**WHAT YOU WILL DO**
Set down, without alteration, the lines from the one that contains "Reviewer note: check that every instance of the cloud in" through the final line of the material below.

**DATA SHOWN**
***

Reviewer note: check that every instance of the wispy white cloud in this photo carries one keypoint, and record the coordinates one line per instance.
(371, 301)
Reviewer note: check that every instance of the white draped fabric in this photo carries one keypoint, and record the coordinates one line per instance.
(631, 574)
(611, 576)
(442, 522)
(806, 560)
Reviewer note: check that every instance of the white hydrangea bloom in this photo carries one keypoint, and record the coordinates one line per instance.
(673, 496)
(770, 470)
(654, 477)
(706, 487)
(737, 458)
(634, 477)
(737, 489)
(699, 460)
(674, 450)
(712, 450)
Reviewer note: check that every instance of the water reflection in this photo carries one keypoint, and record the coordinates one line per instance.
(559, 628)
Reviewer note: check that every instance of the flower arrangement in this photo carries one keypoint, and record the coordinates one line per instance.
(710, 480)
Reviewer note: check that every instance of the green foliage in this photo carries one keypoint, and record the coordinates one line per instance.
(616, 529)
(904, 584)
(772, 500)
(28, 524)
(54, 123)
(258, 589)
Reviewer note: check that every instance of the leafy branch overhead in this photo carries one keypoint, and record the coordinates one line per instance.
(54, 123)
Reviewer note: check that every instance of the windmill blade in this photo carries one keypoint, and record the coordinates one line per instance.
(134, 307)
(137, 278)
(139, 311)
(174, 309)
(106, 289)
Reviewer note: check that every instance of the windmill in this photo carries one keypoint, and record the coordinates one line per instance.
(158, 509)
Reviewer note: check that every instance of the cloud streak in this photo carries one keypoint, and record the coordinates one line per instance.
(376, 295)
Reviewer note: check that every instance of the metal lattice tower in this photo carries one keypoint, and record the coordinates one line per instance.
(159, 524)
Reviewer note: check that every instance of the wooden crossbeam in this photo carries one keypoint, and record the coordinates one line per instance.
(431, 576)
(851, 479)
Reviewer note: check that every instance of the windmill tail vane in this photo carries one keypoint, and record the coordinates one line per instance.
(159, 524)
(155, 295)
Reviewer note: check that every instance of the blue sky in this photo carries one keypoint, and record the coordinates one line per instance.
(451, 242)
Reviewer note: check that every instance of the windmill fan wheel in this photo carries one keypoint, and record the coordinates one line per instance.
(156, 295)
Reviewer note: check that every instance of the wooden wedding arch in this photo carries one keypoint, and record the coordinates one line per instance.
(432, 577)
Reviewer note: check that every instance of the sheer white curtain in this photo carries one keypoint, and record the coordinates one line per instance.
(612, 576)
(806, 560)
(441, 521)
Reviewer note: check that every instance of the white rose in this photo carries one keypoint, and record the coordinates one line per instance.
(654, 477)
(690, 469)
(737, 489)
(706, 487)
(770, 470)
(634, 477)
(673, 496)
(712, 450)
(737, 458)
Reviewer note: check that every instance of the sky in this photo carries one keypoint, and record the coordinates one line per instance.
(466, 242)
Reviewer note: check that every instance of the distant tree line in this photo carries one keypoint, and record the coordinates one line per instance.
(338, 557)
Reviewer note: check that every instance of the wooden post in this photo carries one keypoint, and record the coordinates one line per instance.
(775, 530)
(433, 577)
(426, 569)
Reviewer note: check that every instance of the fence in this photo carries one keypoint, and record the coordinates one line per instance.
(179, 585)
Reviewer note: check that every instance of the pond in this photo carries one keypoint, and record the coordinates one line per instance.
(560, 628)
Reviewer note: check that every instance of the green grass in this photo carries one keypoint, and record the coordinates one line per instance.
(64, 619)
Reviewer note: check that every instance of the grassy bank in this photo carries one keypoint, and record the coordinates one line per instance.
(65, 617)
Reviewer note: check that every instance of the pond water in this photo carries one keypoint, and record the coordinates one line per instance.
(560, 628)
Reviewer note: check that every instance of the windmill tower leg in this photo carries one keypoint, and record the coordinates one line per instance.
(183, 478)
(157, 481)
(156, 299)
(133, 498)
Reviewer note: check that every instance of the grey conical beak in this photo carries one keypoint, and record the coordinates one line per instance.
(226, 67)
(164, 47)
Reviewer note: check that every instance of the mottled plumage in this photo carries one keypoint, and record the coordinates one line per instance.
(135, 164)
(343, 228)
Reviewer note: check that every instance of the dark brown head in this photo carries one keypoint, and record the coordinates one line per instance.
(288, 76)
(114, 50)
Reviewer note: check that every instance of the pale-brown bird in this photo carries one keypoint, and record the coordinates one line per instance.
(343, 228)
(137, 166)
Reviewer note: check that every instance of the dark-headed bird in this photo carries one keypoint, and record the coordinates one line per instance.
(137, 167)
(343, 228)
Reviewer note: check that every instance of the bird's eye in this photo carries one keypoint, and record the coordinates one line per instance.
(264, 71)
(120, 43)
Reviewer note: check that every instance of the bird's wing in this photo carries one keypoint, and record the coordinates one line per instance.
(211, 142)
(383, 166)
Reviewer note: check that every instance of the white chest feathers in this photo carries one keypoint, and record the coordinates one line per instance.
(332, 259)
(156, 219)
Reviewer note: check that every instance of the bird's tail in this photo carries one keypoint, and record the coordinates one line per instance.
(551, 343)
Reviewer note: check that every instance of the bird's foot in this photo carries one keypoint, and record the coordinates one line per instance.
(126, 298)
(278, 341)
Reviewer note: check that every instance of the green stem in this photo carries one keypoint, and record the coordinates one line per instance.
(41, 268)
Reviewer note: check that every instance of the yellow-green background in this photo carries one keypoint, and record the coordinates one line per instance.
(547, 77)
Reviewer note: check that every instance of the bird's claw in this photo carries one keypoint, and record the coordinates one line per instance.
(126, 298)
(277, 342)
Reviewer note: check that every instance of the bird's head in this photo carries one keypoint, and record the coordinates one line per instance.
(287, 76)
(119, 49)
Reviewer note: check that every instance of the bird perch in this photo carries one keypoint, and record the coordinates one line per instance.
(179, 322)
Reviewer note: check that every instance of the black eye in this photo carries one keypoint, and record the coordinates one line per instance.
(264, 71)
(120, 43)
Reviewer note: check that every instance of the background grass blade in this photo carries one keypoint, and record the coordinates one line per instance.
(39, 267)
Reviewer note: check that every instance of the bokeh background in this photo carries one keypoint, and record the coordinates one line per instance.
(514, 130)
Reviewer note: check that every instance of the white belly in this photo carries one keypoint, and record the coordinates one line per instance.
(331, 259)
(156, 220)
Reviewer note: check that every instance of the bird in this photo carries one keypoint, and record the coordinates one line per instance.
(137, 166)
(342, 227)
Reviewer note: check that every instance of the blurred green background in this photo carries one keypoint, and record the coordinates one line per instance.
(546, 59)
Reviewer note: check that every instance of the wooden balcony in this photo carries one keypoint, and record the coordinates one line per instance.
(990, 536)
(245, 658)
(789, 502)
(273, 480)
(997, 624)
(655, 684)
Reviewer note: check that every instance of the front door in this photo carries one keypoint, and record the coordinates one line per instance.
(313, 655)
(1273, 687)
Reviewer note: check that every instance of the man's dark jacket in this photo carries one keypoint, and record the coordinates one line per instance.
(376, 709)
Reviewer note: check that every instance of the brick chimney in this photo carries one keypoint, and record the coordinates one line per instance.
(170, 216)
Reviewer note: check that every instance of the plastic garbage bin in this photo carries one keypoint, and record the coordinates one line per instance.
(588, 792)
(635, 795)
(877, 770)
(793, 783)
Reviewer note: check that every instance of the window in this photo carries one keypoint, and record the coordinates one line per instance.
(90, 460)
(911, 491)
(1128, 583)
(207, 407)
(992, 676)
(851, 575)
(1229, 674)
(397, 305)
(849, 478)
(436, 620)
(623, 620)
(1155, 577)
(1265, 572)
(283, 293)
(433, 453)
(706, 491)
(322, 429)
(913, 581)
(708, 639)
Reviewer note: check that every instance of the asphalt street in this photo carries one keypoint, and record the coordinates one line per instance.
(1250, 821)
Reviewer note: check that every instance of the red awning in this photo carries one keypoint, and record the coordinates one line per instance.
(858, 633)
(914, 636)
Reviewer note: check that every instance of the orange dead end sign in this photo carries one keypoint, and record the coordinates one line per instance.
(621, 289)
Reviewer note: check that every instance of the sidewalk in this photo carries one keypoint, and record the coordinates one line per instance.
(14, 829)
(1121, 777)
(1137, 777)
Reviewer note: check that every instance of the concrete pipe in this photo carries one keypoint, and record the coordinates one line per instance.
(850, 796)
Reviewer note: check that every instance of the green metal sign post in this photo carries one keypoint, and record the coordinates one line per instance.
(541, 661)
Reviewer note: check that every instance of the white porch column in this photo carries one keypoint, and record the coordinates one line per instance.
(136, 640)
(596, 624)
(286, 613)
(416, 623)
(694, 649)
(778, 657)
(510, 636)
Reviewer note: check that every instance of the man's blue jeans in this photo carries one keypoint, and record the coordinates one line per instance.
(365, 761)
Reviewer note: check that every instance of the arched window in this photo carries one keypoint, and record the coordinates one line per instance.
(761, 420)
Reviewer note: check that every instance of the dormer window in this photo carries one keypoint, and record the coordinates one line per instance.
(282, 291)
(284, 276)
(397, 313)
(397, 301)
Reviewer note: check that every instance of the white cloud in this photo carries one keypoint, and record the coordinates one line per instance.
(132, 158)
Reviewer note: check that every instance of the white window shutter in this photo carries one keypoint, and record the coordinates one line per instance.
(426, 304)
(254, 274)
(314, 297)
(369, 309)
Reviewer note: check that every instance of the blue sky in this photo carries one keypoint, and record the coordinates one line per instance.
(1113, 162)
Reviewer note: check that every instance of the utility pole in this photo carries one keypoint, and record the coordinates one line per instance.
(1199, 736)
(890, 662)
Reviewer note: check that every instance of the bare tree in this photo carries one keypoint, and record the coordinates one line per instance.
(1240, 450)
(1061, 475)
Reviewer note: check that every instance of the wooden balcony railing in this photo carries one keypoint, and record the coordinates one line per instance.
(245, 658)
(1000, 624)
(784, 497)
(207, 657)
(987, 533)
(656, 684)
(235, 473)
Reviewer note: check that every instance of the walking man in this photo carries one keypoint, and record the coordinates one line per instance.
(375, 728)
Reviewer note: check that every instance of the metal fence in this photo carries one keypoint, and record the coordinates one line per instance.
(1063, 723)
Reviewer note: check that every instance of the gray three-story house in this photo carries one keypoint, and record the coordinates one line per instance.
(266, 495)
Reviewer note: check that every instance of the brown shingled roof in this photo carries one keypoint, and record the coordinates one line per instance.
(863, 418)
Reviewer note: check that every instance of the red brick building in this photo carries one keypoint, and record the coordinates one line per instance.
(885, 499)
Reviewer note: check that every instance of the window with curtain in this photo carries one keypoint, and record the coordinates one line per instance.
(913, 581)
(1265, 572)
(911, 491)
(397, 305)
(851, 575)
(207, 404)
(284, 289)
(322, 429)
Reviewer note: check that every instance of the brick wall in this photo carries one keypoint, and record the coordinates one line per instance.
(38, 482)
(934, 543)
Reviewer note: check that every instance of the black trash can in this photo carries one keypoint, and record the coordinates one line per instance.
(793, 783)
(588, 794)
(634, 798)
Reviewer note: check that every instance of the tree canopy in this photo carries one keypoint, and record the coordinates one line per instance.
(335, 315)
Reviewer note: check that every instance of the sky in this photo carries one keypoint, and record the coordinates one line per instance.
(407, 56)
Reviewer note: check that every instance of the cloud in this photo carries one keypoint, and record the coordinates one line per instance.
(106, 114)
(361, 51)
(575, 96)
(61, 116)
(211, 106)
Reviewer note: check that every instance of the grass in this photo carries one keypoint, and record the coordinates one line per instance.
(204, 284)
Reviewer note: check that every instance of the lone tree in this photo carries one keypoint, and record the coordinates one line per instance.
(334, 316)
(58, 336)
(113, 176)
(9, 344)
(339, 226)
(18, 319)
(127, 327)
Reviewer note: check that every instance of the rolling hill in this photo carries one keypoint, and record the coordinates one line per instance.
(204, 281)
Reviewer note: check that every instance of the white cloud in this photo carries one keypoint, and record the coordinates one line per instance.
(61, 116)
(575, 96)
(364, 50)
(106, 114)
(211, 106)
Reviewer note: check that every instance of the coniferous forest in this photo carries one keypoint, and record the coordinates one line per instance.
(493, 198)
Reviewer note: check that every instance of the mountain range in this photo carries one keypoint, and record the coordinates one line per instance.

***

**SOLVED PROBLEM**
Reviewer note: check that every instance of the cloud in this photo carries one keypoint, and record the coordinates one line per instance.
(106, 114)
(361, 51)
(575, 96)
(61, 116)
(211, 106)
Reviewer note: check that every instance of the grass in this photo carries one keypoint, and record the coordinates one line per instance.
(204, 284)
Reviewer note: check that every instance of the lone tree in this photo carries one keypoint, and record the coordinates one line per instance.
(334, 316)
(58, 336)
(113, 176)
(9, 344)
(339, 226)
(18, 319)
(127, 327)
Reviewer note: check that every instance of the rolling hill in this photo carries one keypoint, and record the coordinates one line per instance.
(204, 281)
Reviewer note: check that every instance of the white cloud in this photo carries one keypoint, and record the coordinates one line per instance.
(61, 116)
(575, 96)
(364, 50)
(106, 114)
(211, 106)
Reviewer note: check that every instance of the coniferous forest in this photo carries one keypoint, and record the coordinates one line per instance.
(493, 198)
Reviewer note: check that every instance of the mountain range in this photo carries one keypoint, and record the coordinates one line per instance.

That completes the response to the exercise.